• [Problem statement]: Rewrite everything from the line containing "indicate the soft" down to the line containing "[(119, 43)]", changing "one point per instance" to "a single point per instance" and leaving all else the same.

• [Dataset records]:
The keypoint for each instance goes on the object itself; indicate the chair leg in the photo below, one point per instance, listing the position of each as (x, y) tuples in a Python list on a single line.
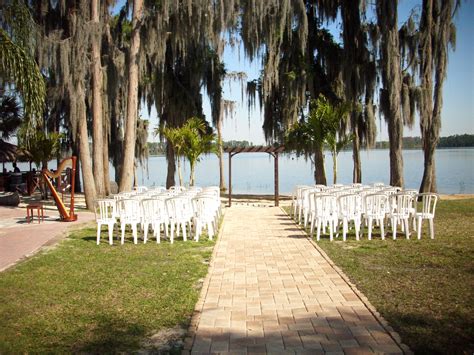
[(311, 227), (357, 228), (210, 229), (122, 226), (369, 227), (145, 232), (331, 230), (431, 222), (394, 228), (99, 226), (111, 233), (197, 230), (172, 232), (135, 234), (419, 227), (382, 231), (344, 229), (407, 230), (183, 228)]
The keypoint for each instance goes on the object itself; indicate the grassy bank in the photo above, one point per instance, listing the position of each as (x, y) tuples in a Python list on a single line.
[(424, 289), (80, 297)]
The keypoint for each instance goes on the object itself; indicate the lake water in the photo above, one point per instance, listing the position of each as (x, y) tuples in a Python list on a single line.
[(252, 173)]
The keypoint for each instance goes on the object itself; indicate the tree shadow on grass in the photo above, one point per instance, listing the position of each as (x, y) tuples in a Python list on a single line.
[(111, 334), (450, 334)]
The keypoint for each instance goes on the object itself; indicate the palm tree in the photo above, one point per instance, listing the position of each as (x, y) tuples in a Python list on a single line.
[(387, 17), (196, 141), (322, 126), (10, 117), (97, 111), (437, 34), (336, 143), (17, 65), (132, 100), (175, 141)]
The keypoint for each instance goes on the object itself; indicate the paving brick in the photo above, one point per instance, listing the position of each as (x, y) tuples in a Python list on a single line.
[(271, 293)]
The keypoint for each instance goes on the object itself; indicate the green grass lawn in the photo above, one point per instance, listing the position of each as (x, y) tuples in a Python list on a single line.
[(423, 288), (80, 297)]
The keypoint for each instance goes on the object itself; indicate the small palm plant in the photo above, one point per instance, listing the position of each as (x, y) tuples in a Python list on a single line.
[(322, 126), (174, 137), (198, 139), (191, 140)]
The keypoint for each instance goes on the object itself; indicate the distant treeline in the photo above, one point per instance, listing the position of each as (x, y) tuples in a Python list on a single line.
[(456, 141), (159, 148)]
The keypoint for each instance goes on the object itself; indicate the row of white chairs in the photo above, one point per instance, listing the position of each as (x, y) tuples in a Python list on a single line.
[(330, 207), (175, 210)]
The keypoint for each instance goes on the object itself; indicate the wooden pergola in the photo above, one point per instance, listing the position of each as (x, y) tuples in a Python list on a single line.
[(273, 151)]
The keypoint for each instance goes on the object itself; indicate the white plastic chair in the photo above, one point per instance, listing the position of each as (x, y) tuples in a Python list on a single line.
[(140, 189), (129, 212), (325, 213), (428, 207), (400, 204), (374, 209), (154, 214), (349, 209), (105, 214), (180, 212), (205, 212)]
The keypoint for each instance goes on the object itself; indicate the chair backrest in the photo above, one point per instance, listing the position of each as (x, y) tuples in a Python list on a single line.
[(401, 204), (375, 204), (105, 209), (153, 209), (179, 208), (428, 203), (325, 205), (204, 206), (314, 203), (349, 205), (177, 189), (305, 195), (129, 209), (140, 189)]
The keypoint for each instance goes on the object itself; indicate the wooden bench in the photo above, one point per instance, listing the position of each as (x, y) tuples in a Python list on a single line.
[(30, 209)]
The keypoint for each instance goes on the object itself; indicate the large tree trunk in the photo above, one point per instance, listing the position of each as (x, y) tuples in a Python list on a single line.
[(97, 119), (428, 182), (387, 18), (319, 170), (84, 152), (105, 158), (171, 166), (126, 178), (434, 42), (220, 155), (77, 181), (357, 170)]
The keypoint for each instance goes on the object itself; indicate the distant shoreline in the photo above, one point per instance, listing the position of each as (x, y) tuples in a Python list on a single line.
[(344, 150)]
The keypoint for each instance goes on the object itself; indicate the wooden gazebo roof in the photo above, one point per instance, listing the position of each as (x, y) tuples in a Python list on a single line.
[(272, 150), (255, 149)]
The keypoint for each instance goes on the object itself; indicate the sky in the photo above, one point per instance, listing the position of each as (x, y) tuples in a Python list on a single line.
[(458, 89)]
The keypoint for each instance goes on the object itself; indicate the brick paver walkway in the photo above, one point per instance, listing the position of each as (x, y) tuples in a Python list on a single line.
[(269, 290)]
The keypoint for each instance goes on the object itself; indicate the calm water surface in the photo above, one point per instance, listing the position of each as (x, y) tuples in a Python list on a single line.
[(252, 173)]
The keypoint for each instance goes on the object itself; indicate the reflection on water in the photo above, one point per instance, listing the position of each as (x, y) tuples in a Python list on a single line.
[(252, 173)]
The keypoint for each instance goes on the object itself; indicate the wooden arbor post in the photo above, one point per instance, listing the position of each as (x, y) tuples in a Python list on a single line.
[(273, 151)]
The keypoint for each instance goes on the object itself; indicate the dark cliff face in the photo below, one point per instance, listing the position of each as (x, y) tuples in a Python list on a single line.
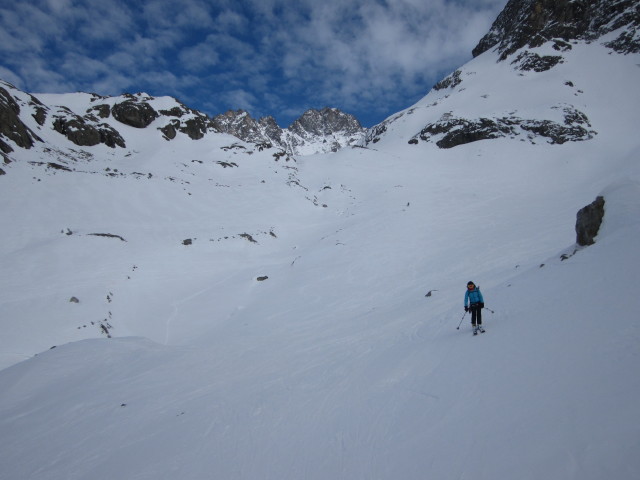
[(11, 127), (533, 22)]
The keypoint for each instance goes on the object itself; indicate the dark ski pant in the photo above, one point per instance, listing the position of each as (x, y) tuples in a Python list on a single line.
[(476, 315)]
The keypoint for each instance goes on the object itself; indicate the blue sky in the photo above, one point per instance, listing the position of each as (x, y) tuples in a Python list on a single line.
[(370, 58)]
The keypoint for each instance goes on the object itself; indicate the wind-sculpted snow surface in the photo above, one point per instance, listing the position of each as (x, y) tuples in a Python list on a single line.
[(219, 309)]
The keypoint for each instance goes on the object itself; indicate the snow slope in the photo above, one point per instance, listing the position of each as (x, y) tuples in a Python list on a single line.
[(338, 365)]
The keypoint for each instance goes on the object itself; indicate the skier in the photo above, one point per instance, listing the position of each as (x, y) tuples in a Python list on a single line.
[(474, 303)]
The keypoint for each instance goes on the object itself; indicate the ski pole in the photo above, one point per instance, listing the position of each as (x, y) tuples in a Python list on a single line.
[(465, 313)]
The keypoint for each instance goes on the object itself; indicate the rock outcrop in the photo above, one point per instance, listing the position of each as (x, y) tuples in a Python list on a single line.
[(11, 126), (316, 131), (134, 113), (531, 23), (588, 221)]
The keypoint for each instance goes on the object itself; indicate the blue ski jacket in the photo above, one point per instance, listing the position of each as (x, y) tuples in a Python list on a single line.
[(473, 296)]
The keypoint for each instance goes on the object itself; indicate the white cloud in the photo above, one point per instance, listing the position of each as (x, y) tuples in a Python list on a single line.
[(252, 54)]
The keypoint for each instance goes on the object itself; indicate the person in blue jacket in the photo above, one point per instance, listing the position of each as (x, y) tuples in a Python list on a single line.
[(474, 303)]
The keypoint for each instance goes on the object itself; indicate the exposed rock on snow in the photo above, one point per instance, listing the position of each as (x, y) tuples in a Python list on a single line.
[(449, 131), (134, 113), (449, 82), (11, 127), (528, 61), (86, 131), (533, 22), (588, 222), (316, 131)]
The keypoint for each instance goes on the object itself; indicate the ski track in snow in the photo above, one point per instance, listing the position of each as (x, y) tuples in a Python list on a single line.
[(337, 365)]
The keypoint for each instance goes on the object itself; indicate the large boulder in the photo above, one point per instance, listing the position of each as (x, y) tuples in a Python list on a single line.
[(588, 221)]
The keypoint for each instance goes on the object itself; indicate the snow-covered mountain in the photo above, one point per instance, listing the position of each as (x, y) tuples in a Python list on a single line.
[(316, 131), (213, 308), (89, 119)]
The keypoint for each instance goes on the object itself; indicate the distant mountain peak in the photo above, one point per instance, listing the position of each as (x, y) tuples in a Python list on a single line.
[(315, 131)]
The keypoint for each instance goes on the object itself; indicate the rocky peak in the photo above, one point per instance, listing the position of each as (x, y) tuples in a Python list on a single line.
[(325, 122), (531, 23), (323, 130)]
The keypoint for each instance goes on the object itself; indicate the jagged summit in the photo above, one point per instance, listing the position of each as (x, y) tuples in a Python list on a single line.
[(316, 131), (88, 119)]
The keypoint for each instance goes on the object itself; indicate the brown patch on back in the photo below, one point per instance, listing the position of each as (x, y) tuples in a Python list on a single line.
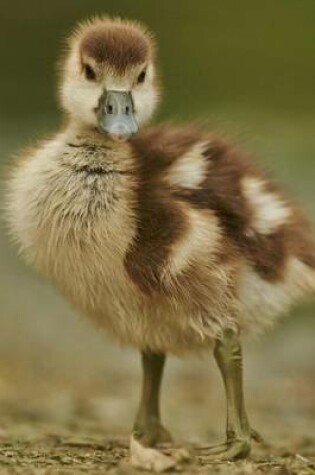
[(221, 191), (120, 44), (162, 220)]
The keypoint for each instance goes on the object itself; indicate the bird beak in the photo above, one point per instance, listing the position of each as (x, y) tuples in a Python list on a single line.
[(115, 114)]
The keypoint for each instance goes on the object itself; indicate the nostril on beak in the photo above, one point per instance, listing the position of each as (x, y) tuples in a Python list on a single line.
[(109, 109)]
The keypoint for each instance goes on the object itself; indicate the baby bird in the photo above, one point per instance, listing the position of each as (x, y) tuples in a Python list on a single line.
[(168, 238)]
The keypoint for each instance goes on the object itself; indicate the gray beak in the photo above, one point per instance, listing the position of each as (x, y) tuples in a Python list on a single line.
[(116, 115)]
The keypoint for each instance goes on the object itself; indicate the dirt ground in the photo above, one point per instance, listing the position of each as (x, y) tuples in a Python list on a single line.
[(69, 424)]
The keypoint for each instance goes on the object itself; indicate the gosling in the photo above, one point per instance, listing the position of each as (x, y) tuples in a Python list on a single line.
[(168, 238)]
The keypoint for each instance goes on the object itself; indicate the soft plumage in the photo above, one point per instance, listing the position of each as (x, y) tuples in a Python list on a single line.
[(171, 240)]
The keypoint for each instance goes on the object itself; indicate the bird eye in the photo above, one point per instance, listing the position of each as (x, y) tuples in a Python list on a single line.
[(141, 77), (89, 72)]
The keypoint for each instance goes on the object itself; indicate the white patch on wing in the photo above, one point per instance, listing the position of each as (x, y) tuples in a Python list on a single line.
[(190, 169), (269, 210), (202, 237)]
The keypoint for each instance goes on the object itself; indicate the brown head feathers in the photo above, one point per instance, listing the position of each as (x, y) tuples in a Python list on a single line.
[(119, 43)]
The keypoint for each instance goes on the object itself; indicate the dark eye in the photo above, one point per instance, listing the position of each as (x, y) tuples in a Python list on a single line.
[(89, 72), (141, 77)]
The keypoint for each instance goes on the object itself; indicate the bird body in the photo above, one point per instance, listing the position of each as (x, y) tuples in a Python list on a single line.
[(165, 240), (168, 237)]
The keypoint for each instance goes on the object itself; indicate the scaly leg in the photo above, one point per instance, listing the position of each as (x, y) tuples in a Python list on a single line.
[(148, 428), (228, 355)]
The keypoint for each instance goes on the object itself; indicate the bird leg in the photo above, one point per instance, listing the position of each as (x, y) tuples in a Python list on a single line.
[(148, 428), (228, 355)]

• [The response]:
The keypoint for each instance goes on the object itself; indicate the soft plumage in the photo above, a single point per instance, listing the position of each as (x, y) tuples in a Python list on a single line.
[(171, 240)]
The keypoint for each instance goes on the object itself; indicate the bird eye in the photo above, a single point per instance, listing the position of each as (x, y) tuples in a Python list on a single line.
[(141, 77), (89, 72)]
The keypoint for each instance goes on the object itself; indicate the white patch on wing in the photo above, a single point per instance, listing the position of each as (x, y) tuples in a Python list on a single line.
[(190, 169), (269, 210), (202, 237)]
The keypoint for each instance goes on the object itself; indicate the brown head feathers in the photo above, a single point per instance, listing the position of each as (x, y) tuples in a Python list on a single line.
[(119, 43)]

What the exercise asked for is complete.